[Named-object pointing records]
* * * *

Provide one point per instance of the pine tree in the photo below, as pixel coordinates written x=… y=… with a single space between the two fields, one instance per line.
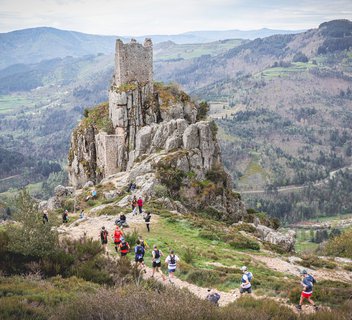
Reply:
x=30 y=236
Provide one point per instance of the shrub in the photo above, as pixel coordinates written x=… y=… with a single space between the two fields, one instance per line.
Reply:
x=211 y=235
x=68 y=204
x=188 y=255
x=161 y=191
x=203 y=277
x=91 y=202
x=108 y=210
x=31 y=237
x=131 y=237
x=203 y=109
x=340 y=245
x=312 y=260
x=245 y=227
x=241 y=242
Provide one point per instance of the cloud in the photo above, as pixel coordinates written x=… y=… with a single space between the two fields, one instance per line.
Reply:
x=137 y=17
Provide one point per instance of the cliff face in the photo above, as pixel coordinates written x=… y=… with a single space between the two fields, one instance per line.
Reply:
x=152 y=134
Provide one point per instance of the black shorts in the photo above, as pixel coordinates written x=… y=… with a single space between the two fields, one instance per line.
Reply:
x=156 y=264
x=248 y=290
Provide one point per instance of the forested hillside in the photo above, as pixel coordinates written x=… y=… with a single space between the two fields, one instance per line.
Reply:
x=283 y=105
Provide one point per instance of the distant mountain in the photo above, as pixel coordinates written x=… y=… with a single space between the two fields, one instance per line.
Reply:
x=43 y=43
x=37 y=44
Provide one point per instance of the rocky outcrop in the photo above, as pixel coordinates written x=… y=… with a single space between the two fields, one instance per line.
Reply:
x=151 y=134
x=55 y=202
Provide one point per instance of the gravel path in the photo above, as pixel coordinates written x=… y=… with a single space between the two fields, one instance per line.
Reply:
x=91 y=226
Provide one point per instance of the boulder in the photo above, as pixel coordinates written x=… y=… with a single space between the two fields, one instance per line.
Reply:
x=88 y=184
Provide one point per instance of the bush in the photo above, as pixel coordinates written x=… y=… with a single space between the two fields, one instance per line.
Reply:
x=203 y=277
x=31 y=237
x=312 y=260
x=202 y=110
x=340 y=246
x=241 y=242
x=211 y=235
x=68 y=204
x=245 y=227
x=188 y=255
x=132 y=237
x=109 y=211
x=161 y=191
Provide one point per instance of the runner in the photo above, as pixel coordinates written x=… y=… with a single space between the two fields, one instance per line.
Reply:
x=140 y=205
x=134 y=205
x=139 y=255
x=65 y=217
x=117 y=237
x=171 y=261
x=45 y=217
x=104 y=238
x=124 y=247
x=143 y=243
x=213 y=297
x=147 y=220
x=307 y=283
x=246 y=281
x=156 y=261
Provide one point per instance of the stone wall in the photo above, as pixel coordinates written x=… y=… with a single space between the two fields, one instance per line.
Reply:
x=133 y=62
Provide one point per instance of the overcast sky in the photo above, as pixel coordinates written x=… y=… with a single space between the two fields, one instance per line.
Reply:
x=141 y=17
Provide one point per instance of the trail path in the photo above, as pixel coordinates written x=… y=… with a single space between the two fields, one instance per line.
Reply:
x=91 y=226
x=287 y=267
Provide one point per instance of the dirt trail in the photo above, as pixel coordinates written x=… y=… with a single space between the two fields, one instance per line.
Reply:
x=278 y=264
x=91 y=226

* * * *

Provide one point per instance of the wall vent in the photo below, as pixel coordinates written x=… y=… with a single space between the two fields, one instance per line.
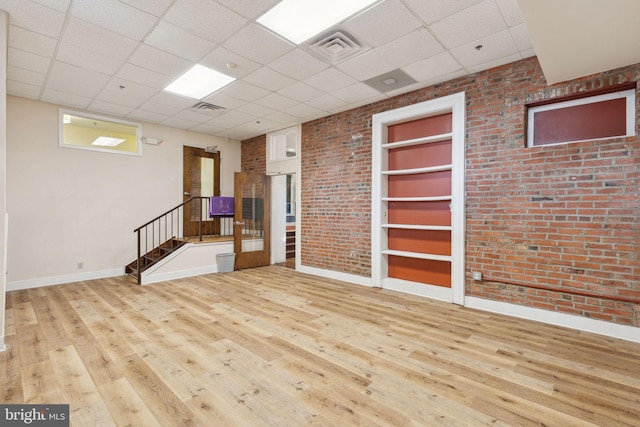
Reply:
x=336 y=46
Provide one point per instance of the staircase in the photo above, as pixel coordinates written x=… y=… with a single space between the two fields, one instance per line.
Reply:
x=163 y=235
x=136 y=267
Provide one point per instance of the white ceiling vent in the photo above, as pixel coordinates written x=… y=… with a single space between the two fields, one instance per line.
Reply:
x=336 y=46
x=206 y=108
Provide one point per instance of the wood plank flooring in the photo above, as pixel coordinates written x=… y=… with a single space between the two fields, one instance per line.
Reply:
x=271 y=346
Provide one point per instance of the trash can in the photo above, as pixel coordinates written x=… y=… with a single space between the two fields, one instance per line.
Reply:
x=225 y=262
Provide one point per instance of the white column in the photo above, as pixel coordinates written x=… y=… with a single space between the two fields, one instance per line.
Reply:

* * * *

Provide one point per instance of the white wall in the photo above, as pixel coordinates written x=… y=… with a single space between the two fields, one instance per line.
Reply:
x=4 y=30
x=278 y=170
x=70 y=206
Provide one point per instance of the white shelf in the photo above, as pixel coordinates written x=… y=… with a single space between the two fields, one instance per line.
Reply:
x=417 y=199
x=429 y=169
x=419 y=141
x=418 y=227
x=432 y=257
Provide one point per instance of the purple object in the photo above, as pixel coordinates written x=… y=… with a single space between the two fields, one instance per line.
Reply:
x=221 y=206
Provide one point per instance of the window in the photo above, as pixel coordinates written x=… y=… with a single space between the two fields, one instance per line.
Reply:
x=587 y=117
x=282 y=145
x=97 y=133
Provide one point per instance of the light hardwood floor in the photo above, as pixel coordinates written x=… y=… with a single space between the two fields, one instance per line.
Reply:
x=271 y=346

* * * *

Problem> Reproduce, line for line, the entries that start at the line containing "Provide one point per instance of the wall" and end after the line containing "x=206 y=108". Omit any picture from your copy.

Final result>
Provide one point per instance of the wall vent in the photo below, as pixel coordinates written x=… y=… with a single space between the two fields, one instance per line.
Reply:
x=336 y=46
Provide one point per instance of the staircase in the photo above, as pixel coordinates written x=… y=… with a single space between the two fields, one instance per line.
Reply:
x=163 y=235
x=136 y=267
Provide one point per instance of the white ceiling vent in the photo above, as pixel coordinates written x=… y=… with a single space between the two fields, one instance per line.
Reply:
x=336 y=46
x=206 y=108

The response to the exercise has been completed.